§ **Work to complete**:
(1) Translate this sentence from the life insurance post into Spanish: "I regret to inform you that we cannot offer you a policy because of your history of depression and the results of your urinalysis."
(2) Write out the stretch of the life insurance post from "I apologize, Dad, for" through "of your urinalysis.".

§ **Page extract**:
• • • •
Til death do us part

A month and a half ago Jon and I applied for life insurance as part of an overall financial plan for our future — within two years we will have saved enough money to pay for 400 bags of Doritos, that is Goal Number One — and as part of the application process we both sent in checks to cover us for the month that we were applying. About two weeks later Jon got his check back in the mail from the life insurance company, what we thought was an indication that he had been rejected, and we both sort of shrugged it off as just another way in which the year 2006 has shoved its giant, ring-laden fist up our butts.

I apologize, Dad, for the offensiveness of that last sentence, it’s just, that sentiment sums up perfectly what the last nine or so months have felt like, and if you continue to read I promise not to use any more analogies involving anal penetration. Deal?

Two weeks after that I got my check from the insurance company back in the mail, except mine came with an accompanying explanation letter:

Thank you for your Ten Year Term insurance application. I regret to inform you that we cannot offer you a policy because of your history of depression and the results of your urinalysis.
• • • •
§ **Record set**:

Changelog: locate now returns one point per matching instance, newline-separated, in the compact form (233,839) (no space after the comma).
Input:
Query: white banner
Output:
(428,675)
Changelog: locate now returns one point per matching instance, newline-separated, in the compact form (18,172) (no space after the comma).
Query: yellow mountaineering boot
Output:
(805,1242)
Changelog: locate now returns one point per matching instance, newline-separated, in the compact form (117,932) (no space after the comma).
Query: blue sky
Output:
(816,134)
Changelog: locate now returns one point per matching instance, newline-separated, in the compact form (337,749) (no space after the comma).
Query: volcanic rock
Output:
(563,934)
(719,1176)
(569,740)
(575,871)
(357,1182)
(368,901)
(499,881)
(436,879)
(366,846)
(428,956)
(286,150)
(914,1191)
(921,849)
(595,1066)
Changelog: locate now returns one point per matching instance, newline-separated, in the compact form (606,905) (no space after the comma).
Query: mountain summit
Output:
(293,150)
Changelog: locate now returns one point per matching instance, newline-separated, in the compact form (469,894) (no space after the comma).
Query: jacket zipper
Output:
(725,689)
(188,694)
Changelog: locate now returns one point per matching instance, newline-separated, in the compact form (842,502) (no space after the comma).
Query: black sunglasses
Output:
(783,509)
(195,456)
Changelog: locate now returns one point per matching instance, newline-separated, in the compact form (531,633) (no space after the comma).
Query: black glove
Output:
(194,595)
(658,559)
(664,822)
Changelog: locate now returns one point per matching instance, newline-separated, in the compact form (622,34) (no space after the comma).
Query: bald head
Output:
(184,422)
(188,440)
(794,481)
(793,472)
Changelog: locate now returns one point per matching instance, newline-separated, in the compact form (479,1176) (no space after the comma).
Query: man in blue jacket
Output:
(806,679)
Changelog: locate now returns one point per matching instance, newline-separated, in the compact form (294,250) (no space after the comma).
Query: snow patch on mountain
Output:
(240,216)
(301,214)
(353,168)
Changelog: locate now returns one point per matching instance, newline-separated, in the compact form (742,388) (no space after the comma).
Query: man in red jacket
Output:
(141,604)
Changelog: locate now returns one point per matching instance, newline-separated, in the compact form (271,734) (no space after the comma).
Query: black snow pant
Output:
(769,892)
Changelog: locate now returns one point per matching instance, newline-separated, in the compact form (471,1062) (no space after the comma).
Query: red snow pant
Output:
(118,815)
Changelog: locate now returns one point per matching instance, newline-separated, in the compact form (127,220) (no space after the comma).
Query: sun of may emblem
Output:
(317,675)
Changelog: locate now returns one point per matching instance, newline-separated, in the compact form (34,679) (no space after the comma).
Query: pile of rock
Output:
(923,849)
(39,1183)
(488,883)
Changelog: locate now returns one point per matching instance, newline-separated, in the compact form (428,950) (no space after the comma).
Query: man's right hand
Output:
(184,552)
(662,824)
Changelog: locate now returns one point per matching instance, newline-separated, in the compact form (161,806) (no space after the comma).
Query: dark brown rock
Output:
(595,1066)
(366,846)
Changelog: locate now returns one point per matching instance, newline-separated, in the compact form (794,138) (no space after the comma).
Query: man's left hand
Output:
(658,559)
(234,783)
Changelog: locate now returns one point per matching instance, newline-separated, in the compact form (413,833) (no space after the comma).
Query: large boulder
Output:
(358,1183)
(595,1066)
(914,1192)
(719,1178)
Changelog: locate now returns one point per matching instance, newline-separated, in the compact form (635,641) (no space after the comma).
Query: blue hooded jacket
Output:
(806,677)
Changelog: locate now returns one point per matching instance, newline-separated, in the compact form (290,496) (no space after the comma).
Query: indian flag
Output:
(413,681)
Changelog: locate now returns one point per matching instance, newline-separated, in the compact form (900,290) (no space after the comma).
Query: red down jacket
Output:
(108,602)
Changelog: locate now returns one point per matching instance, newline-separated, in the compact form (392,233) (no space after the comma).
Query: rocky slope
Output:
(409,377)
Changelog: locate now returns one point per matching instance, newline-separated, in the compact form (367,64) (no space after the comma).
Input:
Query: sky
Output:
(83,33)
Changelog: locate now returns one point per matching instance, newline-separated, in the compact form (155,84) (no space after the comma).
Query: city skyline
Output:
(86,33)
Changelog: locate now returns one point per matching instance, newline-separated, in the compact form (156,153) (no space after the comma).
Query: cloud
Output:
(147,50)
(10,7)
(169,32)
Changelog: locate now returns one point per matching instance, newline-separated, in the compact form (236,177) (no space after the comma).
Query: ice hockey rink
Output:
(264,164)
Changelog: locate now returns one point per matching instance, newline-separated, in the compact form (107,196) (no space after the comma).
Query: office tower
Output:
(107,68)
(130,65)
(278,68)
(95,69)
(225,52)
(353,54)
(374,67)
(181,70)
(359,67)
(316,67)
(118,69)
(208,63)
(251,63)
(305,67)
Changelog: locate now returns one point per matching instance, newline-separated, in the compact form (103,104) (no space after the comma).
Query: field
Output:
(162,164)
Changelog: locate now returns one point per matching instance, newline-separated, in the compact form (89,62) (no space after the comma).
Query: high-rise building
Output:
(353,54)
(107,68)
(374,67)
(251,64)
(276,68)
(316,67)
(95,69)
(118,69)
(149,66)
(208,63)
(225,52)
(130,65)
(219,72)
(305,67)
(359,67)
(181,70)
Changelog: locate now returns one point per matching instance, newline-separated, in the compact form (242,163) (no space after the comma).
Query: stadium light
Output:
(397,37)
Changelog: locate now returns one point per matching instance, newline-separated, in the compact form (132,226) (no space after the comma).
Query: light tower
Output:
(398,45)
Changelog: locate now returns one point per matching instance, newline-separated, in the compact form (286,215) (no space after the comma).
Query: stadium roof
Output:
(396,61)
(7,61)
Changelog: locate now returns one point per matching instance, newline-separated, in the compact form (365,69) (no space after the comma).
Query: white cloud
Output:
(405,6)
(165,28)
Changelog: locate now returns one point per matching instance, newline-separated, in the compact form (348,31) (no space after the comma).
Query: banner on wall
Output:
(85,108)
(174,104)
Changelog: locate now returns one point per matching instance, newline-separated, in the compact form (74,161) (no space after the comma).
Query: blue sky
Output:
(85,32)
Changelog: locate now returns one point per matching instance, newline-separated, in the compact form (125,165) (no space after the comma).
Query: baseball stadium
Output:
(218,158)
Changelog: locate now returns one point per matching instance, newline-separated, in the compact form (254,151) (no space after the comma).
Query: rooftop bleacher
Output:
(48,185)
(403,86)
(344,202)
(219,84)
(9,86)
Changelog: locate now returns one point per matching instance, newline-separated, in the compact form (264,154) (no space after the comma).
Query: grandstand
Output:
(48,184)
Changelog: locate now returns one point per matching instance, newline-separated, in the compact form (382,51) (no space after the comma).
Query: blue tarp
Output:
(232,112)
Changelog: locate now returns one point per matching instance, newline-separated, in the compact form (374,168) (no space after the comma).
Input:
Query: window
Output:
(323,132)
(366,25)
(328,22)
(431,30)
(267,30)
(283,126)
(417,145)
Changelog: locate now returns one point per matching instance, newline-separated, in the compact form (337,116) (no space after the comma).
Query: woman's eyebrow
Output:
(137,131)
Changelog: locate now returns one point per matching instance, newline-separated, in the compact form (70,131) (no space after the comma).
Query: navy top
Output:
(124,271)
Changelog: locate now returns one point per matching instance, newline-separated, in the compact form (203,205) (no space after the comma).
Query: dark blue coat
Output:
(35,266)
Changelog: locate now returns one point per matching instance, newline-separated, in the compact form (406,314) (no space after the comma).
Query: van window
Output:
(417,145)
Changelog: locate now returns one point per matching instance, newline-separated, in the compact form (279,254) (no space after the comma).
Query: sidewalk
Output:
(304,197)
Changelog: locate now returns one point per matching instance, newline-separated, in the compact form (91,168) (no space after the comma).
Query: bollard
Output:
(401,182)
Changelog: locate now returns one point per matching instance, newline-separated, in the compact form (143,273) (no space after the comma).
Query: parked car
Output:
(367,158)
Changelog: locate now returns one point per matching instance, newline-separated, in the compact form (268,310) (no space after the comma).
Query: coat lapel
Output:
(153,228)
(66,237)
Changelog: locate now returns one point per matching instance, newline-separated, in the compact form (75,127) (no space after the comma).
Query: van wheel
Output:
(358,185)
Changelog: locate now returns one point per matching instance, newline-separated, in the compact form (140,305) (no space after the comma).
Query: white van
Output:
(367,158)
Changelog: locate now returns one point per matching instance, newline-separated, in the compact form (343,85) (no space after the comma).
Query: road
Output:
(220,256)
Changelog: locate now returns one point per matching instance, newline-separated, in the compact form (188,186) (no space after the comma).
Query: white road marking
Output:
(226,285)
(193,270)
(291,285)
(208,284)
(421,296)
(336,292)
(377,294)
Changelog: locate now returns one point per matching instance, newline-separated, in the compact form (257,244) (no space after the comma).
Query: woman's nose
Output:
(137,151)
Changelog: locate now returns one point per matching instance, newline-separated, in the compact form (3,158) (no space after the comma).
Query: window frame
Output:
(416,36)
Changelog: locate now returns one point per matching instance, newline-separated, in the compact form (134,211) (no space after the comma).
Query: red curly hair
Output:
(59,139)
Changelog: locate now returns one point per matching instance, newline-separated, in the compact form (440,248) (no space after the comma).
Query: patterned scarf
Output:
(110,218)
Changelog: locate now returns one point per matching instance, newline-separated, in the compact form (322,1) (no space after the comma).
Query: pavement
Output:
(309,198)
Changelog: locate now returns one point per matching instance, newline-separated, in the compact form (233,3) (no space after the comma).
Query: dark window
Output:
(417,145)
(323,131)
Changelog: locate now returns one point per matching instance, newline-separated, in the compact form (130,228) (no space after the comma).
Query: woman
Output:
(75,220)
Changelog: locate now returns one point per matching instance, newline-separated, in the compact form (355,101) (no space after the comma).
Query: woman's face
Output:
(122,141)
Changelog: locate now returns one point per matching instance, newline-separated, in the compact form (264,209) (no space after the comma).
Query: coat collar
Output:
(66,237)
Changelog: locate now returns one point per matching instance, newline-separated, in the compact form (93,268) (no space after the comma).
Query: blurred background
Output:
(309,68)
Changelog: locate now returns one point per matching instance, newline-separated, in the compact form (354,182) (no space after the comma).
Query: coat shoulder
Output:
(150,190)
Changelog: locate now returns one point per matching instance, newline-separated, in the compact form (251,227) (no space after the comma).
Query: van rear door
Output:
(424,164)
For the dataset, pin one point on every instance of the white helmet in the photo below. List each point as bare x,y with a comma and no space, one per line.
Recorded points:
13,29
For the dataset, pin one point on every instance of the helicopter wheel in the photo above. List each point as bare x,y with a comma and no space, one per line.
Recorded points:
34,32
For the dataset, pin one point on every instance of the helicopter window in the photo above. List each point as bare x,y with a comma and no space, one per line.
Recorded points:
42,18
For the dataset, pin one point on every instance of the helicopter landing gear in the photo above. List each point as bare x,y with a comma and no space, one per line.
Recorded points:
• • • •
§ **Task solutions**:
(1) Lamento informarle que no podemos ofrecerle una póliza debido a sus antecedentes de depresión y a los resultados de su análisis de orina.

(2)
I apologize, Dad, for the offensiveness of that last sentence, it’s just, that sentiment sums up perfectly what the last nine or so months have felt like, and if you continue to read I promise not to use any more analogies involving anal penetration. Deal?

Two weeks after that I got my check from the insurance company back in the mail, except mine came with an accompanying explanation letter:

Thank you for your Ten Year Term insurance application. I regret to inform you that we cannot offer you a policy because of your history of depression and the results of your urinalysis.